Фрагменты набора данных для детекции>
'''

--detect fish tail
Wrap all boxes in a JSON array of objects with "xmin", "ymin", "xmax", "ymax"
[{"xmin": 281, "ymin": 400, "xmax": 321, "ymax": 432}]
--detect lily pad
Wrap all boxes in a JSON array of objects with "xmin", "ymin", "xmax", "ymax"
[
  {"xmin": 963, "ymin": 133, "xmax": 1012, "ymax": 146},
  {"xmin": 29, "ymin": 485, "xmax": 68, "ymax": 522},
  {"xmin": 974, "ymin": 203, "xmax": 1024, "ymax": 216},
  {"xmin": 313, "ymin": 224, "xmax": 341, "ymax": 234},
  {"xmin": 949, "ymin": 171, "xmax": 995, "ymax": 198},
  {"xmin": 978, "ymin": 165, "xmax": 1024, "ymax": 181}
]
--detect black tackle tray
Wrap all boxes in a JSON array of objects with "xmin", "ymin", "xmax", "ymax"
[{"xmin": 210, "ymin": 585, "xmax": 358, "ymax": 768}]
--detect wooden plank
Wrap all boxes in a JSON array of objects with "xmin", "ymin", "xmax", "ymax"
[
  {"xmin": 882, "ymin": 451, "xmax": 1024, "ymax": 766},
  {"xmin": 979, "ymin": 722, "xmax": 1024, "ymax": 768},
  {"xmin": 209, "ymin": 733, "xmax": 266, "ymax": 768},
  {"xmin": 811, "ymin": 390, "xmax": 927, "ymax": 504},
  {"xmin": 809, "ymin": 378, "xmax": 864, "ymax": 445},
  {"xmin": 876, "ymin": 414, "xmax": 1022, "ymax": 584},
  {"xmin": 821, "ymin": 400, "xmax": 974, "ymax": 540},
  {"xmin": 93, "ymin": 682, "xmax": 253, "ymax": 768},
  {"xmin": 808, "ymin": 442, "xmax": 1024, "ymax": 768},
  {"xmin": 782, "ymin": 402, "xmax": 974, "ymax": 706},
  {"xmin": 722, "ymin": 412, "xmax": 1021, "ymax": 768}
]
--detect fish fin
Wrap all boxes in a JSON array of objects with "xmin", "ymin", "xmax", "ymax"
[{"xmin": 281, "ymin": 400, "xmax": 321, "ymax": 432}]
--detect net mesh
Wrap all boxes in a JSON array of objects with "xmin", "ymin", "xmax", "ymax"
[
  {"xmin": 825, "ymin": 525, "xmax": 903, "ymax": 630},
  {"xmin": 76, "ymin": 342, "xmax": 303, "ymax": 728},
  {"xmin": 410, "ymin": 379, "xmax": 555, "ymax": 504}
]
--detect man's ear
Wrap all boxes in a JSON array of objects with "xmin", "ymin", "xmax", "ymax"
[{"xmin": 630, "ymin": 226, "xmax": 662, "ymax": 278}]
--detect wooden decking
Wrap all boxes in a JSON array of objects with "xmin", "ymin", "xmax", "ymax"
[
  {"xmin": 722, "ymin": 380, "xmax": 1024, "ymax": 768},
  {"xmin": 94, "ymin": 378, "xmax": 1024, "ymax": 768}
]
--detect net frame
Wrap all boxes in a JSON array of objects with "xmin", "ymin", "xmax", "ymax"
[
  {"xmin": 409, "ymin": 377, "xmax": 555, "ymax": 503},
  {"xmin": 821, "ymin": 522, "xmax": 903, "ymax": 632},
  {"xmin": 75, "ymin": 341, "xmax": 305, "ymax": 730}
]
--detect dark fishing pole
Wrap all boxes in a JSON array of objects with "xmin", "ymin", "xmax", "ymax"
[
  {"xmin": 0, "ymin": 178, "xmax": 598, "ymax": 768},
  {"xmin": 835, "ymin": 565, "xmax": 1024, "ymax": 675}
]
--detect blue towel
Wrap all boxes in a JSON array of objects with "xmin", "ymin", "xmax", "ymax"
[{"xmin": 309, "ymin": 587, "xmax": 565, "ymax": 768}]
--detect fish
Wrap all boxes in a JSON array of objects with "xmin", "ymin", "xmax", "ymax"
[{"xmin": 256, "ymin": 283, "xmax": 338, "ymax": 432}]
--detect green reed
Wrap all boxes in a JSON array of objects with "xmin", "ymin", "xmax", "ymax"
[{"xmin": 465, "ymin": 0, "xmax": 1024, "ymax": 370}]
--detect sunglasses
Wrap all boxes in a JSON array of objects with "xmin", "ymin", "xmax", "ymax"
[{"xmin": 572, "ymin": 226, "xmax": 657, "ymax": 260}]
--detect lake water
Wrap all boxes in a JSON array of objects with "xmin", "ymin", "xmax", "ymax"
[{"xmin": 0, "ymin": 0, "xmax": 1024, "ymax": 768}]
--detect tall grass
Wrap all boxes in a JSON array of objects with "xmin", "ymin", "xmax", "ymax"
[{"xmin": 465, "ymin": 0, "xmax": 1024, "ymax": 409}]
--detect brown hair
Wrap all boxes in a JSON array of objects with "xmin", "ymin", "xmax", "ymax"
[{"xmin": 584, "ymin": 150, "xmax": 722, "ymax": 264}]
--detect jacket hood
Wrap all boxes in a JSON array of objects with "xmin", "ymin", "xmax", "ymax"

'''
'''

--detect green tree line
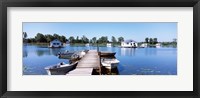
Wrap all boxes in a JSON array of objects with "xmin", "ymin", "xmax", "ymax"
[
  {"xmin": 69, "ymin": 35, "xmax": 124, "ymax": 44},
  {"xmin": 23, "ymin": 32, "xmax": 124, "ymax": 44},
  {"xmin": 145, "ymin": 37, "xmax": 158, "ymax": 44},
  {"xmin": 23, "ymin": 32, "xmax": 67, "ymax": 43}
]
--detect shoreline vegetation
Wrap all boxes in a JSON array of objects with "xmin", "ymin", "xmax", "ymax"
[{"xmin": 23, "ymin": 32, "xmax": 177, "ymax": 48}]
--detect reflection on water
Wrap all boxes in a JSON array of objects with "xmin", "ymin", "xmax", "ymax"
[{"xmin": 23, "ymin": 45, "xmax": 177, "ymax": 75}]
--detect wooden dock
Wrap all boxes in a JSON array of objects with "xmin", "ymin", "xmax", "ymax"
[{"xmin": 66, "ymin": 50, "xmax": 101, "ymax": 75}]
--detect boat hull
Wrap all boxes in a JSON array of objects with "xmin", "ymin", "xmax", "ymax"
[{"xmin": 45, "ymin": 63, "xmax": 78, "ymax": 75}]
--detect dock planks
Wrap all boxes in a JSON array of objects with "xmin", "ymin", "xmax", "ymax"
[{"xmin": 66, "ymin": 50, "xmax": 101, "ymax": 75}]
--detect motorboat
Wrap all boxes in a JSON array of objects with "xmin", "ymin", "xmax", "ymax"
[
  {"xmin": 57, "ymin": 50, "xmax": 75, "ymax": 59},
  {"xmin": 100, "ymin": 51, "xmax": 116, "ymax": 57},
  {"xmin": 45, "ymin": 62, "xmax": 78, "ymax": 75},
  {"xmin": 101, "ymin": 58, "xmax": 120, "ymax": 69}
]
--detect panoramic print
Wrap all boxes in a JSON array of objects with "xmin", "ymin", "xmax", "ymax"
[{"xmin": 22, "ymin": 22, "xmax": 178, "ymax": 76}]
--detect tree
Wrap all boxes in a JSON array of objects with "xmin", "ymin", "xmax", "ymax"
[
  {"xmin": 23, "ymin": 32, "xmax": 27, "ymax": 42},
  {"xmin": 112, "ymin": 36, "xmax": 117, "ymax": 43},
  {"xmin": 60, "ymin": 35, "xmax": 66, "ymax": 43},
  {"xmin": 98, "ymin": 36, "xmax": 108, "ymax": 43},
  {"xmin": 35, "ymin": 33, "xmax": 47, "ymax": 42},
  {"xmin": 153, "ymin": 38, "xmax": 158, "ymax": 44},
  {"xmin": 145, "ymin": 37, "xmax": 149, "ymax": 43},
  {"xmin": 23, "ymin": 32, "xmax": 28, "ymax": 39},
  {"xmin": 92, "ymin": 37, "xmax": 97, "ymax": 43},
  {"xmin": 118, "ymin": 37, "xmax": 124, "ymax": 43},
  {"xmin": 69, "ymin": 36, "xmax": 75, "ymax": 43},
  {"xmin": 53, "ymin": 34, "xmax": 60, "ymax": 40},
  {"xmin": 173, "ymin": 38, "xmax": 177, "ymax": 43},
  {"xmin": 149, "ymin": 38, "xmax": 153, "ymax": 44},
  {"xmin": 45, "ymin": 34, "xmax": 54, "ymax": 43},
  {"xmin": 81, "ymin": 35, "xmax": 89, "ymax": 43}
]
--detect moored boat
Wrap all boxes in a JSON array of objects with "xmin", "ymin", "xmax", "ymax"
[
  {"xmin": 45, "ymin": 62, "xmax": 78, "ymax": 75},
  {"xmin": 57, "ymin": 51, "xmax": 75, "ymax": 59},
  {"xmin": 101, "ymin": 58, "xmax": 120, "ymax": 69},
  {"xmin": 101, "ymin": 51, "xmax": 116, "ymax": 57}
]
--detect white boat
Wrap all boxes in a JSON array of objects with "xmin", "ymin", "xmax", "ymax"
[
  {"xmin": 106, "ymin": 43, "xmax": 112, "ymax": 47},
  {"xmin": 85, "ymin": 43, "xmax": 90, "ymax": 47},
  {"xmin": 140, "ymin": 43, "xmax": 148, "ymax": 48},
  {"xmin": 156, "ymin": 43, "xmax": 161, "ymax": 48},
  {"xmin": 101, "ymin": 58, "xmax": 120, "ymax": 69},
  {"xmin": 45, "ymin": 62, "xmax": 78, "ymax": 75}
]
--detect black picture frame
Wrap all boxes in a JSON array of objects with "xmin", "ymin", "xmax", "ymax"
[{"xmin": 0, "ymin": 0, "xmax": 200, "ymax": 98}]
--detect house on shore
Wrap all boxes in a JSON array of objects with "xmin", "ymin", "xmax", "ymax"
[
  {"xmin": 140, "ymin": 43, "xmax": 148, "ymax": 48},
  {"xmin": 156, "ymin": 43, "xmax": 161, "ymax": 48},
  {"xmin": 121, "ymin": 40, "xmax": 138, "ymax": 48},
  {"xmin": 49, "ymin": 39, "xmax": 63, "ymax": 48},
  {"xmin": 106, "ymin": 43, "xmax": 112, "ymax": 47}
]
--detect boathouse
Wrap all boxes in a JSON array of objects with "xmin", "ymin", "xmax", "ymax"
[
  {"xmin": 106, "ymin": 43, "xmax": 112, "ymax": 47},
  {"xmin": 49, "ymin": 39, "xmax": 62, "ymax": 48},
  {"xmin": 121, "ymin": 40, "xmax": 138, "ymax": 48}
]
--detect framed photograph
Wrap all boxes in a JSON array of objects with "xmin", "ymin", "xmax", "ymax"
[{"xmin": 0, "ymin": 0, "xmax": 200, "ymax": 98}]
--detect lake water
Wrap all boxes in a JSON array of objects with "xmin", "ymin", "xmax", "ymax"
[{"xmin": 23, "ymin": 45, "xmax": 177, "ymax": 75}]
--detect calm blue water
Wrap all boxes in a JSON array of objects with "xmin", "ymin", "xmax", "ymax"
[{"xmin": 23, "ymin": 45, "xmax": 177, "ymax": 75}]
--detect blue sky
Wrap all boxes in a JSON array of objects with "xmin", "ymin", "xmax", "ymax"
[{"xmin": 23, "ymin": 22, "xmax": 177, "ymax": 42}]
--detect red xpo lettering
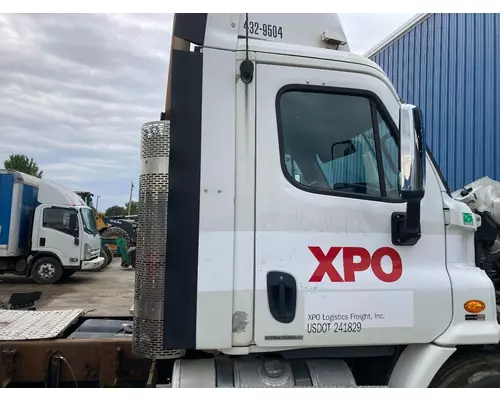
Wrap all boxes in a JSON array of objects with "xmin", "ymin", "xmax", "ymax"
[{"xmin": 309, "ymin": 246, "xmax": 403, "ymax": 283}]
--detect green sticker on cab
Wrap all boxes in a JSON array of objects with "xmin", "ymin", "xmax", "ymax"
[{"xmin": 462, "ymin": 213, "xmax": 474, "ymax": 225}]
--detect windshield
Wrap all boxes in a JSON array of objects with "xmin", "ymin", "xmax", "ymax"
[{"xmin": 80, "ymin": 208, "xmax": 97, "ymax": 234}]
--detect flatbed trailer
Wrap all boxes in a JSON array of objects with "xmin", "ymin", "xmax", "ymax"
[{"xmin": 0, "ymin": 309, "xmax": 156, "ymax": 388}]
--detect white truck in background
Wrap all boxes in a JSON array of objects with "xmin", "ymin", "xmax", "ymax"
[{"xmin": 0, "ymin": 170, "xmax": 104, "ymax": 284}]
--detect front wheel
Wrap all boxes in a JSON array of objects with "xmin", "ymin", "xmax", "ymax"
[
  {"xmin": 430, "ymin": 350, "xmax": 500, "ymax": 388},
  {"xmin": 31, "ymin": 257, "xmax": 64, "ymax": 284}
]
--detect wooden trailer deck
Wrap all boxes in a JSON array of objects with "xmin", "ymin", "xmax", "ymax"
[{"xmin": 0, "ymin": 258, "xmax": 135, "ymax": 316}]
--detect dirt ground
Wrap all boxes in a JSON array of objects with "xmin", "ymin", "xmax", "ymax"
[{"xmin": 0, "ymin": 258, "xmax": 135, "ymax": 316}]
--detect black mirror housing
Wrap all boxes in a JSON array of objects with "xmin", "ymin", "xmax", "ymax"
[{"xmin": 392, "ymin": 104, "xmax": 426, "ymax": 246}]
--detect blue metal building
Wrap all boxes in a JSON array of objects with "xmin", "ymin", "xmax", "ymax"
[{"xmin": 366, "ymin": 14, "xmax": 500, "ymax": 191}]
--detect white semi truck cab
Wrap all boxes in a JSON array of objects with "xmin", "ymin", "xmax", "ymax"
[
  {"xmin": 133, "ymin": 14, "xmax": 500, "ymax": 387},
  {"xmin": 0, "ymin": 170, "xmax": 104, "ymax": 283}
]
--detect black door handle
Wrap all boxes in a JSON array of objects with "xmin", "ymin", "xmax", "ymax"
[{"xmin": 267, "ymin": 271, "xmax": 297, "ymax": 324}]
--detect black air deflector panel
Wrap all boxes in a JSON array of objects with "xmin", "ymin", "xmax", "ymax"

'''
'''

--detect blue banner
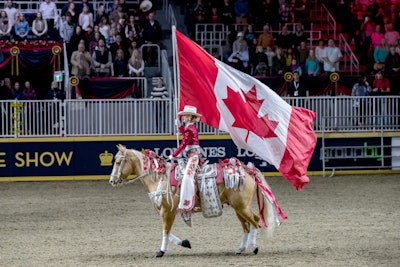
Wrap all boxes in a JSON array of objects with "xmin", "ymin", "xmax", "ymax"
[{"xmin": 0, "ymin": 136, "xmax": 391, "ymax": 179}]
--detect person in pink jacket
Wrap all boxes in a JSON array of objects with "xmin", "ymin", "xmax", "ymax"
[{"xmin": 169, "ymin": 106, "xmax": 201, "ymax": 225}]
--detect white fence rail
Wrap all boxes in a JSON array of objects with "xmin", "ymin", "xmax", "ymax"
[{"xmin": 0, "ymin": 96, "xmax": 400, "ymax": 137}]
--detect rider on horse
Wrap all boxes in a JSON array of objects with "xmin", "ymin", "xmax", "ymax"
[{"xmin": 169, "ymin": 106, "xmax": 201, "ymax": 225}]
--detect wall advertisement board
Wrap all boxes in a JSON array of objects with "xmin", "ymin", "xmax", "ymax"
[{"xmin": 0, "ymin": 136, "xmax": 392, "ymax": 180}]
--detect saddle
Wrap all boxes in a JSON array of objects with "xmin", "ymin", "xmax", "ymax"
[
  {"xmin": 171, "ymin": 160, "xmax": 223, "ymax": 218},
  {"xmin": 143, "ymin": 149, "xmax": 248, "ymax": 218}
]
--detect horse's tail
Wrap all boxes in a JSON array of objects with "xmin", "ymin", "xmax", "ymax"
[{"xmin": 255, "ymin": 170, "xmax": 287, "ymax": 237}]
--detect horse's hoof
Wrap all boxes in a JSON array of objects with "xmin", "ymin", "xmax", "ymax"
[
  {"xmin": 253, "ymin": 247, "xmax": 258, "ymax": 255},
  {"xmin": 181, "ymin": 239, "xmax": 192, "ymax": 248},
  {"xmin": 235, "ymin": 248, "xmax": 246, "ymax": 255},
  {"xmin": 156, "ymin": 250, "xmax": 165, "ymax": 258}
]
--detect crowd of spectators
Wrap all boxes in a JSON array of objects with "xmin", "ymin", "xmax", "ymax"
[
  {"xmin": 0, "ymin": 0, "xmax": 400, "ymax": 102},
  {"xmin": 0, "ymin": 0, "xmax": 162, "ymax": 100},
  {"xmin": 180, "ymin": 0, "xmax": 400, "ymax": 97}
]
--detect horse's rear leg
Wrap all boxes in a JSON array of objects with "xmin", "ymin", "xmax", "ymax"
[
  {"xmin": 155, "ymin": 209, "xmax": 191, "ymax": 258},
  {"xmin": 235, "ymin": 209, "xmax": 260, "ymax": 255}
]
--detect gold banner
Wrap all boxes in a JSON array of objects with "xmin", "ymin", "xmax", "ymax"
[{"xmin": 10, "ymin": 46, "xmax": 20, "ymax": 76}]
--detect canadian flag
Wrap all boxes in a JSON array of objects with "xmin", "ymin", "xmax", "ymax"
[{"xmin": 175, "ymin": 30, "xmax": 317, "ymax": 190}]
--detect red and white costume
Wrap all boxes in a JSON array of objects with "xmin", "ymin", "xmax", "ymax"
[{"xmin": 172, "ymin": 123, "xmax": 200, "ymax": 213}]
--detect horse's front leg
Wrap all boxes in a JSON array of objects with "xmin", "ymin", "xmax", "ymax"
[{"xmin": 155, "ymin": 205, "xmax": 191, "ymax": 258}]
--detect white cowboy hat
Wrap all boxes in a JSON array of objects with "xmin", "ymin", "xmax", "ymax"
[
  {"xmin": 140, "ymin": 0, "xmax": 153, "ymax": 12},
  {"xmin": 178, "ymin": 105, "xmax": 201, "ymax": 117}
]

'''

ЧТО НУЖНО СДЕЛАТЬ> Выпишите из строк выше все, в которых встречается слово «water».

РЕШЕНИЕ ЗАДАЧИ>
--detect lake water
--detect reflection on water
--detect lake water
--detect calm blue water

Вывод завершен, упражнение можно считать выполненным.